WORK REQUIRED: Output the data below exactly, down to the last character.

DATA FOR THIS EXERCISE:
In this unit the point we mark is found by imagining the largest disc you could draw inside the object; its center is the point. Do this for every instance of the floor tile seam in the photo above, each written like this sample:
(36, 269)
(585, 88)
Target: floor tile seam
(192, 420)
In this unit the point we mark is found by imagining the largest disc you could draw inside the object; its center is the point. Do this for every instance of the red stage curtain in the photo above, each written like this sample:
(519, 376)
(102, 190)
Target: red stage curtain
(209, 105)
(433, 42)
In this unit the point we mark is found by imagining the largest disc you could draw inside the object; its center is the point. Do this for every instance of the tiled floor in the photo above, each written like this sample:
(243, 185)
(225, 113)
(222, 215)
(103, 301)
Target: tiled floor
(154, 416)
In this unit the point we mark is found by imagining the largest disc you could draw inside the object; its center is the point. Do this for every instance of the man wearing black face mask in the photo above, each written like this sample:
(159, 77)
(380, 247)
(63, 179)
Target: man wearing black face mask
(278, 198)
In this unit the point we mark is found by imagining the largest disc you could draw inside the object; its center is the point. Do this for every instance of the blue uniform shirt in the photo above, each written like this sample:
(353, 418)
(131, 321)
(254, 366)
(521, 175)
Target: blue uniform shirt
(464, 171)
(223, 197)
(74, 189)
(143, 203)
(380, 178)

RESULT:
In this unit the point we mark is found by imagining the largest disc you could draw inside the object; its center is the point. Do this for every instance of the floor tile seam in the photo above, each written like this sample:
(36, 269)
(585, 88)
Target: floor tile seam
(192, 420)
In this unit the point we mark is found by imagining the largest disc you could draw inside the object; its center is the point. Do this for every instance of the red stage curtain in the photo above, each written like this sample:
(519, 376)
(102, 190)
Target: red stage curtain
(209, 105)
(433, 42)
In this unit the point we mark is found by imagining the largest disc you could draw inside the object; its center is the point. Do this for every instance of the tiled floor in the photo above, each written like this sample:
(243, 185)
(225, 113)
(222, 215)
(103, 301)
Target: tiled floor
(154, 416)
In this unit the point we mark is found by imagining the largest disc you could draw inside the object; its center is the point. Do this for every instance of the man wearing black face mask in the photo above, each written like this sample:
(159, 77)
(380, 247)
(63, 179)
Target: man wearing black face mask
(278, 198)
In this unit the point we mark is found by imagining the largest disc you could draw inside the object; its center is the point. Do this for every instance of the blue uniform shirt in the photo above, each written like this sample:
(353, 418)
(131, 321)
(254, 366)
(521, 175)
Target: blue uniform shirt
(464, 171)
(223, 197)
(74, 189)
(143, 203)
(380, 178)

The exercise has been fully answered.